Armed police drones now legal in North Dakota

Armed police drones now legal in North Dakota

Drones are becoming more and more utilized in a variety of different fields. Businesses such as DHL and Amazon caught the attention of many by making use of these robotic apparatus to make deliveries. Media outlets have also been known for using drones to capture hard-to-reach shots for breaking news. Now, the lawmakers at North Dakota add to this growing list, being the first U.S. state to legalize the use of armed drones for law enforcement.

As NPR reports, the passing of the new law allows North Dakota law enforcement to make use of armed drones equipped only with “less than lethal” weapons such as rubber bullets, pepper spray, tear gas, bean bag cannons, and Tasers. The law also requires the police to obtain a search warrant before these drones can be used.

◆ Task set ◆
- a) Answer these questions using the article on armed police drones in North Dakota:
(i) Which two businesses are named as using drones to make deliveries?
(ii) Which news organization is given as the source of the report on the new law?
(iii) What must police obtain before the armed drones can be used?
- b) Summarize the article on armed police drones in North Dakota in two sentences.
The records are not needed for any of this work.

◆ Material supplied ◆
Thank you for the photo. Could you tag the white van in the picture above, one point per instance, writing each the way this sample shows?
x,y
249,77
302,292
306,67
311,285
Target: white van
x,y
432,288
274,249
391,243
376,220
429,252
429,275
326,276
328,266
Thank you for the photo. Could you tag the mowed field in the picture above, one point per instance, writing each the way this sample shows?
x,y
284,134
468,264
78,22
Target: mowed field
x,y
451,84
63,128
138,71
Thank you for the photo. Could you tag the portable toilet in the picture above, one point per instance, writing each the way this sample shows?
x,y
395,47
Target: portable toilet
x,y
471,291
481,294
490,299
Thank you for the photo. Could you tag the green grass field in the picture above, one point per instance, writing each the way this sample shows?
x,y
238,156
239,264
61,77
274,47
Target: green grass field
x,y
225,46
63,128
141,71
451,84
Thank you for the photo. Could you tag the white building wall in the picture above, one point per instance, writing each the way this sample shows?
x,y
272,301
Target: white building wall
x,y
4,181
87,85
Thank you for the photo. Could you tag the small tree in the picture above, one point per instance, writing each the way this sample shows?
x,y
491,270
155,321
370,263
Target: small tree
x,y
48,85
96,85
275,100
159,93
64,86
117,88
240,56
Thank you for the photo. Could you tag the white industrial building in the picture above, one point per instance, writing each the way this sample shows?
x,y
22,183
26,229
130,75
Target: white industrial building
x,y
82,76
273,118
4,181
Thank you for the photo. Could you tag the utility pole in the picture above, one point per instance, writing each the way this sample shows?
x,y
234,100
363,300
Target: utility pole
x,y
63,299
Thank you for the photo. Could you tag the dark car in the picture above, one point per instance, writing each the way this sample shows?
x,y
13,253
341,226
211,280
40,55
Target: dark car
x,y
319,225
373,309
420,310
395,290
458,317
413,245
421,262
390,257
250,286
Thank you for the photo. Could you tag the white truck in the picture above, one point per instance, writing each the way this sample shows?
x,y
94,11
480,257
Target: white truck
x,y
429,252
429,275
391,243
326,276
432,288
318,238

--

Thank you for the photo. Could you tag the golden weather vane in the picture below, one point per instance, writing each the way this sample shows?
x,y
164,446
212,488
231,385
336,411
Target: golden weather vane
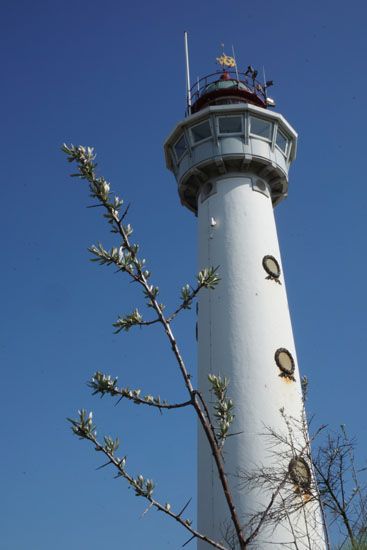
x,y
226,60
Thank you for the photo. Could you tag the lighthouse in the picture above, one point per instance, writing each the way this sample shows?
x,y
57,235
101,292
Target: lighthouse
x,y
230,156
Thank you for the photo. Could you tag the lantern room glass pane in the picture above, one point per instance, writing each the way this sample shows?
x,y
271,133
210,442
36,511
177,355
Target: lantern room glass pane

◆ Answer section ◆
- a)
(i) DHL and Amazon
(ii) NPR
(iii) A search warrant

- b) Drones are used more and more in many fields, such as deliveries by DHL and Amazon and news shots by media outlets, and North Dakota has now become the first U.S. state to legalize armed drones for law enforcement. As NPR reports, the law allows only "less than lethal" weapons such as rubber bullets, pepper spray, tear gas, bean bag cannons, and Tasers, and it requires police to obtain a search warrant before using the drones.